• Testo del documento
Sicuramente una grave perdita dal punto di vista umano e scientifico.

Vedo che comunque il Centro ha poi prodotto delle altre figure importanti.

Mi riferisco a Semi, Schön, Boccanegra, e tanti altri più giovani che però personalmente conosco meno. E’ sicuramente un buon Centro.

Ricordo poi che ci fu un convegno della Società al lido di Venezia in quegli anni però non ricordo se il CVP era già nato, no forse era prima si nel 1976, no, il centro fu fondato qualche anno dopo.

 

C.P.: A proposito di convegni, l’idea del convegno sulla “seduzione” da lei promosso ed organizzato a Venezia nell’ottobre 1987, era nata all’ interno del Centro Veneto?

 

A.S.: Sì, io mi stavo occupando di quel tema e dopo averne parlato anche con Semi e Sacerdoti ne è nata l’idea del convegno e successivamente ne è stata fatta la pubblicazione e certo molti fra gli autori più importante appartengono al Centro Veneto, sono quasi tutti veneti.

 

C.P.: Il suo legame con Venezia e con il Centro Veneto si è poi mantenuto nel tempo?

 

A.S.: Con Venezia e con i veneziani, si. Con Sacerdoti sono sempre rimasto in contatto, lo andavo sempre a trovare quando tornavo a Venezia. Ci si vedeva spesso anche al di fuori del lavoro.

 

C.P.: Magari per qualche vogata in sandalo.

 

A.S.: Qualche volta mi ha portato in giro per la laguna con il suo sandalo.

Devo dire che il mio rapporto e legame più stretto è stato ed è quello con Semi, con lui c’è un legame più intimo, forse perché mio allievo e poi perché abbiamo molte affinità.

Abbiamo continuato a lavorare insieme, lui mi ha coinvolto per il suo trattato e anche io lo coinvolgo sempre quando devo scrivere qualcosa.

Anche con Schön, con il quale ho lavorato nella commissione etica sono stato a lungo in contatto e devo dire mi sono sempre trovato d’accordo su molti punti nelle decisioni da prendere, mi sono sempre trovato in sintonia …. Forse perché veneto (ridendo).

Devo dire che poi, progressivamente, per via dei molti impegni a Milano sono venuto sempre meno al Centro Veneto e però vedo che l’albero che abbiamo piantato è cresciuto bene, è proliferato. Il Centro Veneto è progredito da molti punti di vista.

Io vi ho lasciato crescere “a distanza”, vi ho lasciato soli e questo vi ha giovato. Se ci si emancipa dai genitori si cresce meglio no?

Elementi tratti da una fonte di dati
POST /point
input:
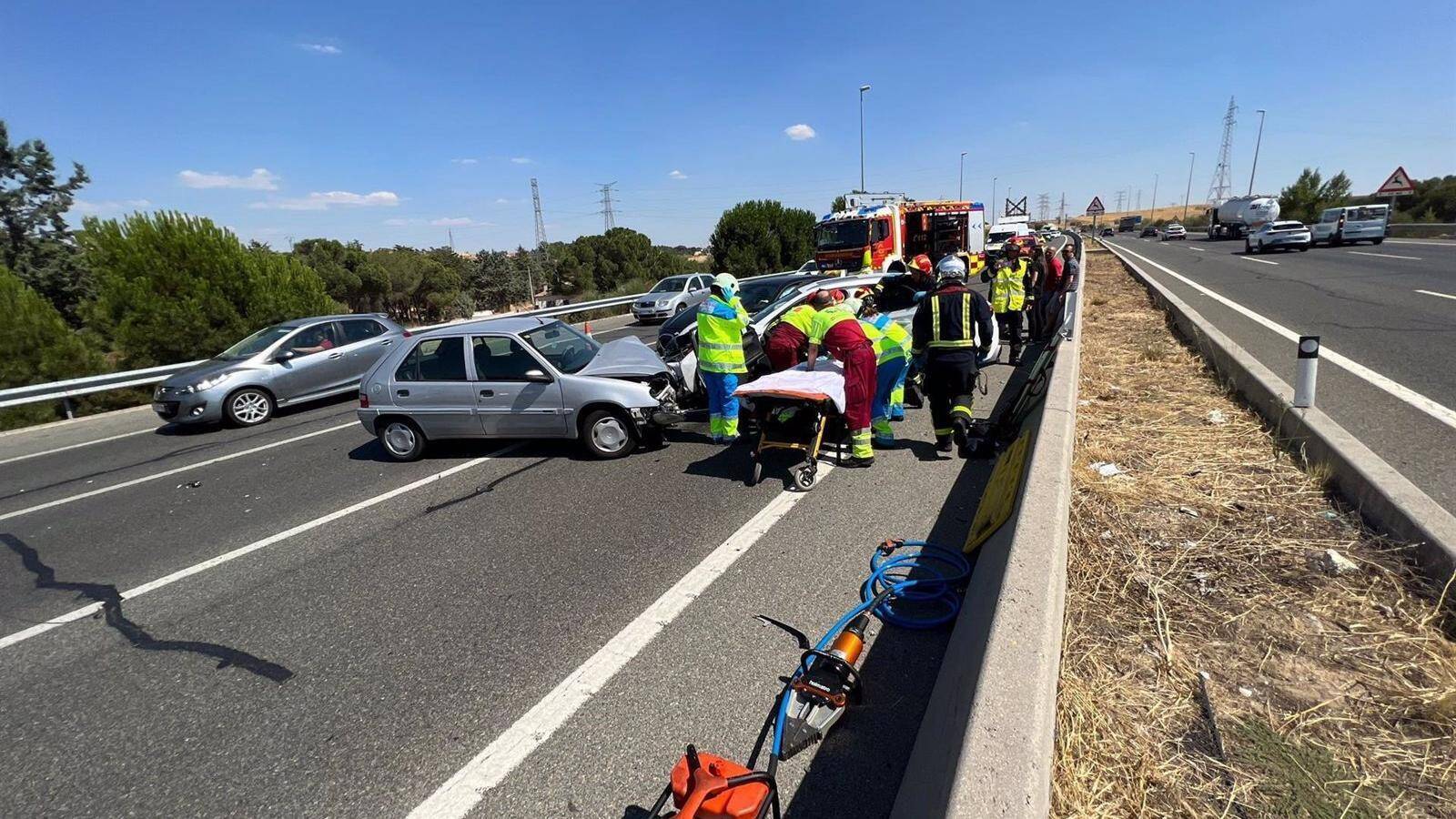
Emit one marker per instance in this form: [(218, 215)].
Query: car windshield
[(257, 343), (837, 235), (564, 346), (670, 285)]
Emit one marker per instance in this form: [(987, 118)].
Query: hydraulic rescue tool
[(910, 584)]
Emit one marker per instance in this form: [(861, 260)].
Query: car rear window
[(434, 359)]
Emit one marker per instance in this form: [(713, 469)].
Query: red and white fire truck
[(893, 230)]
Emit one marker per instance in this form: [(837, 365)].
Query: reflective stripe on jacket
[(720, 336), (1008, 288)]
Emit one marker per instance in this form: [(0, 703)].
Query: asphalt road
[(1388, 309), (281, 622)]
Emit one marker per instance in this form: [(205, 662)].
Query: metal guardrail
[(70, 388)]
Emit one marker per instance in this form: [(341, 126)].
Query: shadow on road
[(109, 599)]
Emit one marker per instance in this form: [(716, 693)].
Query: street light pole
[(863, 89), (1257, 143), (1191, 157)]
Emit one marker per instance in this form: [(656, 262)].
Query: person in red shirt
[(841, 334)]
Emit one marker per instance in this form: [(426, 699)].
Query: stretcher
[(793, 410)]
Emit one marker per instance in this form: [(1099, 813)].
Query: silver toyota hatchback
[(519, 378), (286, 363)]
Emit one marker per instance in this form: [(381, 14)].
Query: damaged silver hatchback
[(519, 378)]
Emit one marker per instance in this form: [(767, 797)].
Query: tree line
[(162, 288)]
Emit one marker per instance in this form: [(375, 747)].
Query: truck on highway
[(1237, 217), (895, 230)]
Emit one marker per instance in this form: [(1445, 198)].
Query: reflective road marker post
[(1307, 370)]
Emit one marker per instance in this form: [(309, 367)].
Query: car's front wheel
[(248, 407), (402, 439), (608, 435)]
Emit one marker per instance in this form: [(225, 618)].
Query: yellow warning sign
[(999, 497)]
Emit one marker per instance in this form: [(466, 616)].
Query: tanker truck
[(1237, 217)]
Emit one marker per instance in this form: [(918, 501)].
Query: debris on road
[(1331, 698)]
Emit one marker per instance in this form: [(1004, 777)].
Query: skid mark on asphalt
[(109, 601)]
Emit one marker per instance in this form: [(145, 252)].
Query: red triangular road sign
[(1400, 182)]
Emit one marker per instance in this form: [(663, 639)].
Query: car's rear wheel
[(608, 435), (402, 439), (248, 407)]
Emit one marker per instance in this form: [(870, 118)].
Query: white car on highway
[(1350, 225), (1278, 237)]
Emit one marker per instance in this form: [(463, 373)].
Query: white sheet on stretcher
[(827, 380)]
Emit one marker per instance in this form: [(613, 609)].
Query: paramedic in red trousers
[(721, 319), (839, 332), (786, 341), (950, 329)]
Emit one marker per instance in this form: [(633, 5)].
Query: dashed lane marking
[(1441, 413), (462, 792), (197, 569)]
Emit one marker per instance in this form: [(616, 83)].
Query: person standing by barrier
[(721, 319), (788, 339), (1008, 299), (951, 327), (839, 332), (892, 365)]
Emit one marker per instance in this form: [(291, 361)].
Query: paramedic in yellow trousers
[(721, 319)]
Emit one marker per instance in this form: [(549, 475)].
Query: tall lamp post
[(1188, 189), (863, 89), (1257, 143)]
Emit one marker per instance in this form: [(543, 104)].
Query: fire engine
[(895, 230)]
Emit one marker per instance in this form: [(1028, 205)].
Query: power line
[(541, 223), (1219, 187), (609, 219)]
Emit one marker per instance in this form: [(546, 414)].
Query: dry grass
[(1332, 695)]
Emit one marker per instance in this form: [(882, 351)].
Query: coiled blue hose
[(925, 577)]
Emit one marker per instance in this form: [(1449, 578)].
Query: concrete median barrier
[(985, 746), (1385, 499)]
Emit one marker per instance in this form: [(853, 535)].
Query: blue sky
[(393, 123)]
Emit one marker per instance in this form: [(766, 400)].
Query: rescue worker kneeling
[(893, 361), (721, 319), (839, 331), (788, 339), (951, 327)]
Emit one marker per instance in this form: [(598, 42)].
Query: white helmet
[(950, 267)]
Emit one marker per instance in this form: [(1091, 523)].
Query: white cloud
[(800, 133), (329, 198), (259, 179), (111, 206)]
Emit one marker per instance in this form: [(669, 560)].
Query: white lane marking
[(72, 446), (196, 569), (462, 792), (1441, 413), (167, 472), (1383, 256)]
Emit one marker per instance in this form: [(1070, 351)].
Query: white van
[(1350, 225)]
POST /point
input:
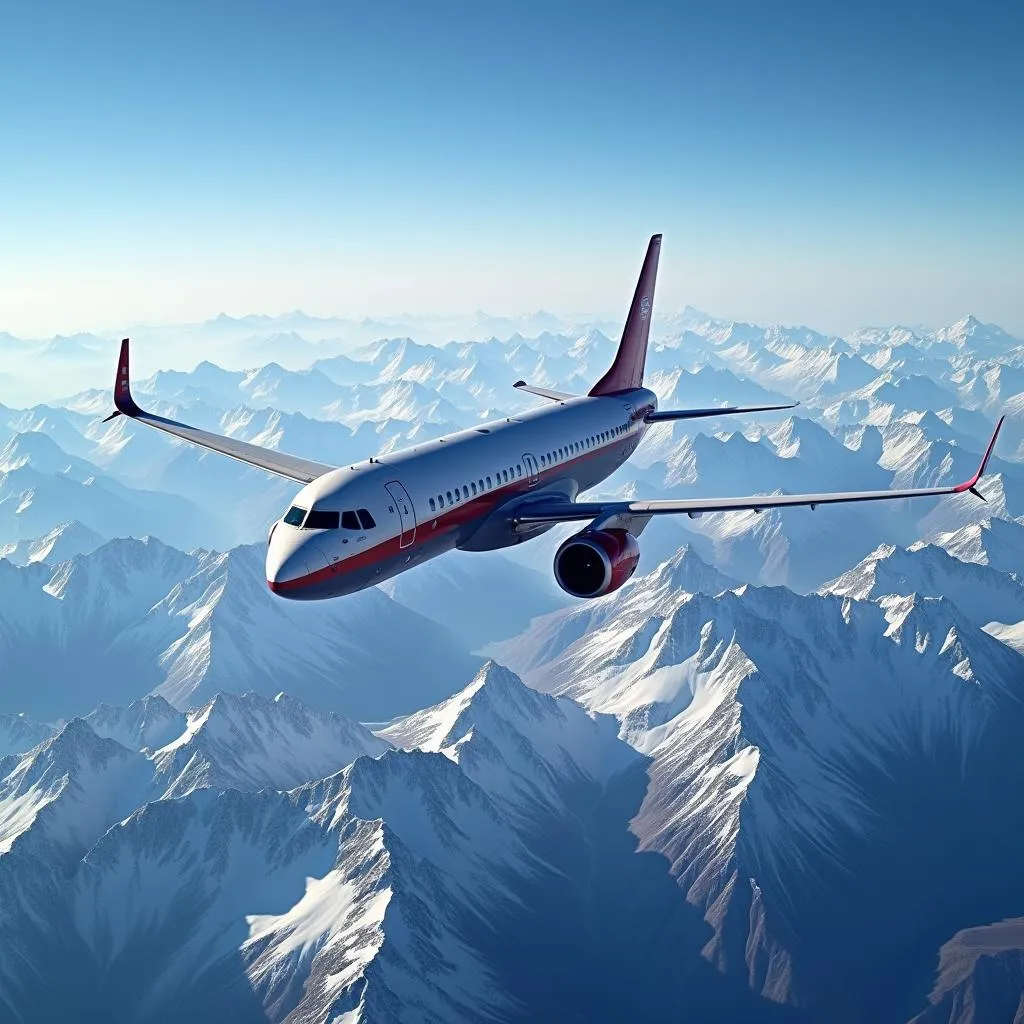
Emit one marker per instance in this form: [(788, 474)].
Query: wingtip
[(970, 484), (123, 400)]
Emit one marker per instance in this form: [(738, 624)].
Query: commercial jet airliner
[(492, 485)]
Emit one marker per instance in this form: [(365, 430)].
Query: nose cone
[(289, 564)]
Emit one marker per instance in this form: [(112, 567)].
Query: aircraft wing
[(563, 510), (289, 466)]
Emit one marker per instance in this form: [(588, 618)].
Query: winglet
[(627, 370), (123, 400), (970, 484)]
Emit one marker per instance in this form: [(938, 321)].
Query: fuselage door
[(407, 514), (532, 471)]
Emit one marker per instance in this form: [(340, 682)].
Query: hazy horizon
[(170, 164)]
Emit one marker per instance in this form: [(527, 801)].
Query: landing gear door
[(407, 514)]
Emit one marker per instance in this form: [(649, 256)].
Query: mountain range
[(773, 778)]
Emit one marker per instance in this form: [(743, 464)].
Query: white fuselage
[(379, 517)]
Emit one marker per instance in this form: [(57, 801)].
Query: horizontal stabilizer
[(696, 414), (544, 392)]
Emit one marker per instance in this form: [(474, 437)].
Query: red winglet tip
[(123, 400), (968, 484)]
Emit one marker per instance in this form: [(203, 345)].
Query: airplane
[(492, 485)]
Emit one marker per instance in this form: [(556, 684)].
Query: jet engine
[(596, 562)]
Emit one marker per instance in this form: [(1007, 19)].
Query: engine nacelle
[(596, 562)]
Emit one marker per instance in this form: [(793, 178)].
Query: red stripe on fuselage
[(455, 517)]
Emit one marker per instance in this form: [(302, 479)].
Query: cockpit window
[(322, 519)]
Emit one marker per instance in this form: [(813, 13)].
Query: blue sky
[(836, 165)]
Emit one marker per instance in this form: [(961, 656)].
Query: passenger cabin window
[(322, 519)]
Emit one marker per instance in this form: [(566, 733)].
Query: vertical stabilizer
[(627, 370)]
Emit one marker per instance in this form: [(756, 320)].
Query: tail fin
[(627, 370)]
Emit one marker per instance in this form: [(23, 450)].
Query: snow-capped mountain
[(983, 594), (19, 733), (796, 742), (59, 544), (143, 725), (249, 741), (137, 616), (722, 801)]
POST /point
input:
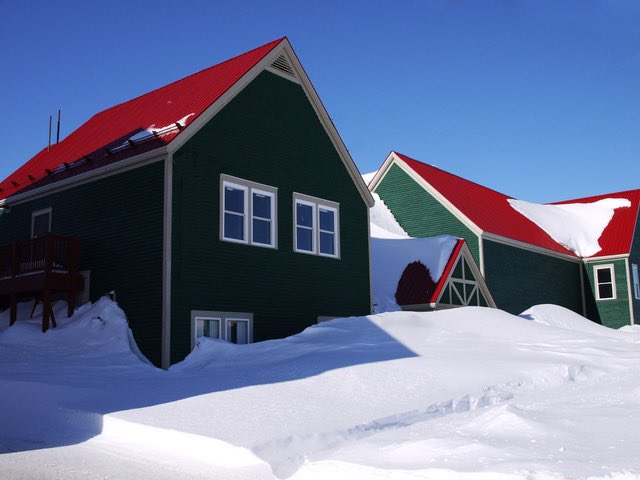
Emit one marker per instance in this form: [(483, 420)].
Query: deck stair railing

• Consegna 1
Rispondi alle seguenti domande sull'intervista sul Centro Veneto, una per riga.
(a) In quale mese e anno si tenne a Venezia il convegno sulla "seduzione"?
(b) Con chi parlò A.S. prima che nascesse l'idea di quel convegno?
(c) In quale commissione A.S. ha lavorato con Schön?
• Consegna 2
Scrivi il seguito dell'intervista sul Centro Veneto, partendo subito dopo la domanda di A.S. sull'emanciparsi dai genitori.
Il materiale proviene da una fonte diversa rispetto all'intervista.

• Risposta attesa 1
(a) Nell'ottobre 1987.
(b) Con Semi e Sacerdoti.
(c) Nella commissione etica.

• Risposta attesa 2
 

C.P.: Certo si cresce meglio e questa sua “distanza ironica”, Professore ci insegna molte cose.

A proposito di ironia, tema caro al CVP per l’interesse che ne ha avuto Sacerdoti, lei pensa che ci possa essere un legame tra questa sua capacità di distanziarsi ironicamente e le sue radici triestine veneziane ed in parte anche ebraiche?

 

A.S.: Ma sì, forse il mio senso dello Humor potrebbe essere riconducibile alle mie origini, anche se credo sia un senso dello humor molto veneziano alla fine, credo di sì. Per quanto riguarda le origini ebraiche io sono ebreo solo a metà, sono un misto perché mia madre era cattolica dunque per gli ebrei non sono ebreo, lo ero solo per i nazisti. Però devo dire sono piuttosto ignorante in materia, anche se forse alcune cose le ho nel sangue, probabilmente si.

Indubbiamente c’è un doppio legame tra ebraismo e psicoanalisi che ha condizionato un po’ tutti noi analisti. Sacerdoti lo sentiva molto sicuramente, Musatti è sempre stato molto laico, so che anche Semi è un profondo conoscitore di cultura ebraica.

 

C.P.: A proposito di umorismo ed ebraismo, memorabile mi era sembrata la novella chassidica da lei citata nel suo lavoro sulla neutralità dell’analista e ripresa da un testo della Nissim, che narra di un figlio di re che, sentendosi pollo, viveva sotto un tavolo e che solo andando sotto il tavolo con lui e parlando un po’ al principe ed un po’ al pollo un sapiente riuscì a rinsavirlo. Lei faceva riferimento alla capacità dell’analista di essere un lucido ed imperturbabile ricercatore di verità e nello stesso tempo saper entrare in contatto empatico con il paziente.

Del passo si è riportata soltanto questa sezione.